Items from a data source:
* Begin *

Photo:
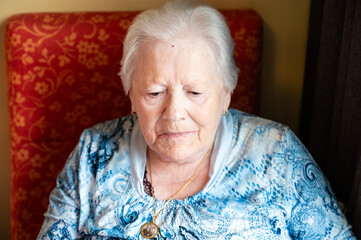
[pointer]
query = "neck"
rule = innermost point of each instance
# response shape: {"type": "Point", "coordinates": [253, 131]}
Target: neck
{"type": "Point", "coordinates": [170, 176]}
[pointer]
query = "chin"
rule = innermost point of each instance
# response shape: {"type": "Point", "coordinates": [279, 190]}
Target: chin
{"type": "Point", "coordinates": [174, 153]}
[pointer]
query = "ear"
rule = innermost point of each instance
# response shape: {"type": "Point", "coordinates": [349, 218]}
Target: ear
{"type": "Point", "coordinates": [227, 100]}
{"type": "Point", "coordinates": [132, 100]}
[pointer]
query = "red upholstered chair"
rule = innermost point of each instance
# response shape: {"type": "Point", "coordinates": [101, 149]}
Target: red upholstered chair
{"type": "Point", "coordinates": [62, 78]}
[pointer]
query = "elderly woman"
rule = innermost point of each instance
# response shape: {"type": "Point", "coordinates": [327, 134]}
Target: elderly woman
{"type": "Point", "coordinates": [183, 166]}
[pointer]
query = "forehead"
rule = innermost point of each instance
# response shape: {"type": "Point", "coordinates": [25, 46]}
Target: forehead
{"type": "Point", "coordinates": [187, 56]}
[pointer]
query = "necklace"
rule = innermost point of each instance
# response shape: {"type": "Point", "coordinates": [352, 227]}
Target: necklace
{"type": "Point", "coordinates": [150, 229]}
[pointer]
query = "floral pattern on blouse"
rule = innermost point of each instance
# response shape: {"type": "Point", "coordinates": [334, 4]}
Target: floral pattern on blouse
{"type": "Point", "coordinates": [266, 186]}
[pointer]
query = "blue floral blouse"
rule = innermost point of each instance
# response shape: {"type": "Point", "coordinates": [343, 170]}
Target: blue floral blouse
{"type": "Point", "coordinates": [263, 185]}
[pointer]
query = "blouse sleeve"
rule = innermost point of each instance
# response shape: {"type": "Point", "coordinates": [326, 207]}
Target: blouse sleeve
{"type": "Point", "coordinates": [314, 211]}
{"type": "Point", "coordinates": [61, 218]}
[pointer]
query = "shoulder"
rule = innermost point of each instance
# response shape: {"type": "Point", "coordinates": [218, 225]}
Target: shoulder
{"type": "Point", "coordinates": [250, 129]}
{"type": "Point", "coordinates": [104, 143]}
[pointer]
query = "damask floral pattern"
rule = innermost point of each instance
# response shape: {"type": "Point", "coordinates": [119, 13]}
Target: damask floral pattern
{"type": "Point", "coordinates": [62, 76]}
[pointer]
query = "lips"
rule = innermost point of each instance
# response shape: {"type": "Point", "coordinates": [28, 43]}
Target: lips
{"type": "Point", "coordinates": [176, 135]}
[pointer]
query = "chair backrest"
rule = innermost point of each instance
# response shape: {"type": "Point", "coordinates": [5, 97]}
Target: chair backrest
{"type": "Point", "coordinates": [62, 78]}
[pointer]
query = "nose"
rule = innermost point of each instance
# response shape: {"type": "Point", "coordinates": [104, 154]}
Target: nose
{"type": "Point", "coordinates": [174, 109]}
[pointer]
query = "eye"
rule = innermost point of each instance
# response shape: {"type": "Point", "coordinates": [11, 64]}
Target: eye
{"type": "Point", "coordinates": [194, 93]}
{"type": "Point", "coordinates": [154, 94]}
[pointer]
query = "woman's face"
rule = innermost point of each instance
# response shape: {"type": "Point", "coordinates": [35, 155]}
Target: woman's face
{"type": "Point", "coordinates": [179, 98]}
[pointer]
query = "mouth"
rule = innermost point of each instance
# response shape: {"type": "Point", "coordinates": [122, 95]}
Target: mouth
{"type": "Point", "coordinates": [175, 135]}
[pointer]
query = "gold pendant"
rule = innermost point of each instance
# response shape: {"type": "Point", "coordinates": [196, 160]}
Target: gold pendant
{"type": "Point", "coordinates": [149, 230]}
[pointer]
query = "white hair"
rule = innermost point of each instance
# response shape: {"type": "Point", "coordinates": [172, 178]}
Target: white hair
{"type": "Point", "coordinates": [178, 19]}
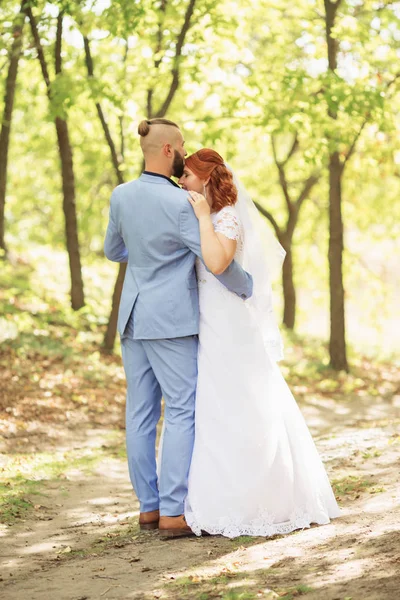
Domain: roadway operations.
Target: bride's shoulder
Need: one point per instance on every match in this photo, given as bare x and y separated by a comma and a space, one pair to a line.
227, 221
228, 213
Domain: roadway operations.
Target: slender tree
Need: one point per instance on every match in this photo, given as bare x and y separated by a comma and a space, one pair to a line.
67, 167
337, 341
109, 339
285, 234
15, 53
117, 159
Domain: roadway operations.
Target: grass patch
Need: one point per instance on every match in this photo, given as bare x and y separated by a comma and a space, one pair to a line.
350, 485
26, 475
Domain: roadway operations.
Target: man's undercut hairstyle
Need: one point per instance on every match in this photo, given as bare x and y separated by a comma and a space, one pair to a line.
155, 133
145, 125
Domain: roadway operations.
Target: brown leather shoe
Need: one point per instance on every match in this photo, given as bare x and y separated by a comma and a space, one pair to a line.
174, 527
149, 520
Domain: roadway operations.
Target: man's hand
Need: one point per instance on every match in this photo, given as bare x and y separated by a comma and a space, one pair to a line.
200, 205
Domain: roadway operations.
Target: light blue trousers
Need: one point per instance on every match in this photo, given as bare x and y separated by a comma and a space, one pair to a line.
155, 369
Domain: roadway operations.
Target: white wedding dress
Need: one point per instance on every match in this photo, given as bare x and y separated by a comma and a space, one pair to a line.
255, 469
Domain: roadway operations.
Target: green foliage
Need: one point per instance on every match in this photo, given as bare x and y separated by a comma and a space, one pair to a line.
243, 77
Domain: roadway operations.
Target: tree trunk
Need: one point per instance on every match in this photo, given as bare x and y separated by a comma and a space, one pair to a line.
9, 95
68, 185
69, 208
337, 343
109, 338
67, 167
289, 291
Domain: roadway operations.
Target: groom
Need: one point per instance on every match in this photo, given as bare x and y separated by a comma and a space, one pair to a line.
153, 228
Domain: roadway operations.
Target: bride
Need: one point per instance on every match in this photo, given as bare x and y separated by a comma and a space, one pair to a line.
255, 469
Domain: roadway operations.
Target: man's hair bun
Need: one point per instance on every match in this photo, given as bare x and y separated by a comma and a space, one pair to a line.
144, 128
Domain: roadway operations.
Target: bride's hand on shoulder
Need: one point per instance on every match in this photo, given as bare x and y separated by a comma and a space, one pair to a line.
200, 205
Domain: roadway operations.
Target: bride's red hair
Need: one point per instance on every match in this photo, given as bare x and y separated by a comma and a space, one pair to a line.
207, 163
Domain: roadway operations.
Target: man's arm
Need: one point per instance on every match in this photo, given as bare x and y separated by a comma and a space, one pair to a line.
234, 278
114, 245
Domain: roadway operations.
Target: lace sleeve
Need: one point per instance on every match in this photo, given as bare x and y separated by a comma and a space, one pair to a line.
227, 223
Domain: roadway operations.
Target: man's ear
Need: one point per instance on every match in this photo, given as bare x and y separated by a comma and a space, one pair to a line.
167, 150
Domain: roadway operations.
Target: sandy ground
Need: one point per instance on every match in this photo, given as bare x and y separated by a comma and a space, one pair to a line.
81, 540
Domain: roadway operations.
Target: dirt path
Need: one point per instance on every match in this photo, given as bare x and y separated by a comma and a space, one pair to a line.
80, 541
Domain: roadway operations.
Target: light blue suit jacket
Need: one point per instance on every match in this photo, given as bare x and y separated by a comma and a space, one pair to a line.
153, 227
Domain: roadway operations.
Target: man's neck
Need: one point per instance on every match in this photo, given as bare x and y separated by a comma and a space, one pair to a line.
156, 168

* End *

Exercise task: Restate the records above in full, word for word. Keep pictures out.

Task answer:
Photo:
[pointer]
query = "neck"
rule = innermost point of each instance
# response shape: {"type": "Point", "coordinates": [253, 131]}
Target: neck
{"type": "Point", "coordinates": [170, 176]}
[pointer]
query = "chin"
rule = innermost point of each instance
# response shape: {"type": "Point", "coordinates": [279, 190]}
Target: chin
{"type": "Point", "coordinates": [174, 153]}
[pointer]
query = "ear"
rule = innermost point of each instance
# response shape: {"type": "Point", "coordinates": [349, 218]}
Target: ear
{"type": "Point", "coordinates": [227, 100]}
{"type": "Point", "coordinates": [132, 100]}
[pointer]
query = "red upholstered chair"
rule = innermost point of each instance
# response shape: {"type": "Point", "coordinates": [101, 149]}
Target: red upholstered chair
{"type": "Point", "coordinates": [62, 78]}
[pointer]
query = "elderly woman"
rule = innermost point of each instance
# response shape: {"type": "Point", "coordinates": [327, 134]}
Target: elderly woman
{"type": "Point", "coordinates": [183, 166]}
[pointer]
query = "forehead"
rule = innermost point of each instance
# response shape: {"type": "Point", "coordinates": [25, 46]}
Target: forehead
{"type": "Point", "coordinates": [187, 56]}
[pointer]
query = "necklace"
rule = innermost point of each instance
# response shape: {"type": "Point", "coordinates": [352, 227]}
Target: necklace
{"type": "Point", "coordinates": [150, 229]}
[pointer]
query = "floral pattern on blouse"
rule = innermost point of each instance
# response shape: {"type": "Point", "coordinates": [334, 4]}
Target: floral pattern on blouse
{"type": "Point", "coordinates": [266, 186]}
[pointer]
query = "blue floral blouse"
rule = innermost point of each instance
# response shape: {"type": "Point", "coordinates": [343, 170]}
Target: blue floral blouse
{"type": "Point", "coordinates": [263, 185]}
[pointer]
query = "blouse sleeve"
rule = innermost point of each instance
# response shape: {"type": "Point", "coordinates": [326, 207]}
Target: blouse sleeve
{"type": "Point", "coordinates": [314, 211]}
{"type": "Point", "coordinates": [61, 218]}
[pointer]
query = "shoulder"
rule = innermost point of each instance
# response shape: {"type": "Point", "coordinates": [218, 225]}
Target: shoulder
{"type": "Point", "coordinates": [250, 129]}
{"type": "Point", "coordinates": [104, 143]}
[pointer]
query = "damask floral pattern"
rule = innermost point of each instance
# response shape: {"type": "Point", "coordinates": [119, 13]}
Target: damask floral pattern
{"type": "Point", "coordinates": [62, 76]}
[pointer]
query = "lips"
rule = innermost point of each instance
# response shape: {"type": "Point", "coordinates": [28, 43]}
Target: lips
{"type": "Point", "coordinates": [176, 135]}
[pointer]
query = "chair backrest"
rule = innermost point of each instance
# response shape: {"type": "Point", "coordinates": [5, 97]}
Target: chair backrest
{"type": "Point", "coordinates": [62, 78]}
[pointer]
query = "nose"
rule = innermost point of each instance
# response shape: {"type": "Point", "coordinates": [104, 154]}
Target: nose
{"type": "Point", "coordinates": [174, 109]}
[pointer]
query = "eye"
rule = innermost point of each instance
# response shape: {"type": "Point", "coordinates": [11, 64]}
Target: eye
{"type": "Point", "coordinates": [194, 93]}
{"type": "Point", "coordinates": [154, 94]}
[pointer]
query = "woman's face"
rule = innermost point of each instance
# response shape: {"type": "Point", "coordinates": [35, 155]}
Target: woman's face
{"type": "Point", "coordinates": [179, 98]}
[pointer]
query = "mouth"
rule = innermost point of each instance
# response shape: {"type": "Point", "coordinates": [122, 95]}
Target: mouth
{"type": "Point", "coordinates": [175, 135]}
[pointer]
query = "gold pendant"
rule = innermost point of each instance
# response shape: {"type": "Point", "coordinates": [196, 160]}
Target: gold pendant
{"type": "Point", "coordinates": [149, 230]}
[pointer]
query = "white hair"
rule = innermost point of each instance
# response shape: {"type": "Point", "coordinates": [172, 178]}
Target: white hair
{"type": "Point", "coordinates": [178, 19]}
Domain: roadway operations.
Target: bride's shoulder
Need: one point per instance on every match in this photo, given as bare x and y separated by a comma and a space, one pair to a line.
227, 221
228, 213
Domain: roadway operations.
Target: slender tree
Need: one point per instance on every match in this photo, given as bare x and y separated by a comma and a space, one pair to a line.
67, 167
337, 341
109, 339
285, 234
15, 53
117, 159
Domain: roadway operations.
Target: grass patch
Need: one point per instance on every match in this photo, given as bare x and y separated by a comma and a space, one pair to a line.
350, 485
26, 475
Domain: roadway operations.
Target: man's undercut hairstyle
Need: one point per instance on every match in this photo, given as bare x and y separated by a comma and a space, one pair to a line.
155, 133
145, 125
Domain: roadway operations.
Target: brown leather shoe
Need: one point per instance on every match in this photo, given as bare x and y separated by a comma and a space, one pair to a line.
174, 527
149, 520
Domain: roadway operations.
Target: man's hand
Need: one point per instance on every match in this photo, given as bare x and y separated by a comma and a space, one pair to a line.
200, 205
Domain: roadway operations.
Target: light blue trousers
Need: one point per instance on every match in this photo, given as bare x and y separated by a comma and a space, one pair to a line.
155, 369
Domain: roadway operations.
Target: white wedding dress
Need: one point per instance on every match in this photo, given as bare x and y separated by a comma and a space, one pair to a line.
255, 469
Domain: roadway operations.
Target: green foliage
Need: one point per instance on every match in this photo, given as bare x and y separated by a comma and a space, one pair to a line.
243, 77
Domain: roadway operations.
Target: tree trunk
Need: one point per instance on every match in this photo, given as bare x and y separated by a comma and a space, one pair to a line.
9, 95
68, 185
69, 208
337, 343
109, 338
67, 167
289, 291
Domain: roadway operations.
Target: groom
Need: one point per instance on every match in this photo, given as bare x and y separated by a comma and a space, one pair to a line.
153, 228
Domain: roadway operations.
Target: bride
Need: one point per instance on every match in this photo, given as bare x and y separated by a comma and a space, one pair to a line.
255, 469
Domain: roadway operations.
Target: man's hair bun
Need: one point per instance on every match in this photo, given as bare x and y separated by a comma and a space, one pair to a line.
144, 128
Domain: roadway operations.
Target: bride's hand on shoulder
Need: one point per instance on every match in this photo, given as bare x and y separated by a comma and a space, one pair to a line.
200, 205
Domain: roadway operations.
Target: bride's red hair
Need: one point per instance on every match in this photo, given as bare x and y separated by a comma and a space, one pair to a line.
207, 163
Domain: roadway operations.
Target: man's arm
Need: one point per instance on every match in this photo, given as bare x and y separated by a comma and a space, one pair to a line.
234, 278
114, 245
Domain: roadway operations.
Target: lace sleeve
Need: one point per instance on every match in this photo, given as bare x and y separated by a comma and a space, one pair to a line.
227, 223
Domain: roadway operations.
Target: man's ear
Need: one point per instance on every match in this photo, given as bare x and y separated by a comma and a space, one pair to a line.
167, 150
Domain: roadway operations.
Target: sandy ground
Need: one point per instance on every match in this photo, given as bare x and y separated by a comma and a space, one pair to a line.
81, 540
Domain: roadway operations.
Target: dirt path
Need: one point per instance on every match in this photo, given as bare x and y separated by a comma and a space, one pair to a line.
80, 541
Domain: roadway operations.
Target: light blue suit jacket
Need: one point per instance on every match in this photo, given as bare x and y separated by a comma and a space, one pair to a line.
153, 227
Domain: roadway operations.
Target: man's neck
Need: one point per instance on every match in this photo, given as bare x and y separated by a comma and a space, one pair to a line.
156, 168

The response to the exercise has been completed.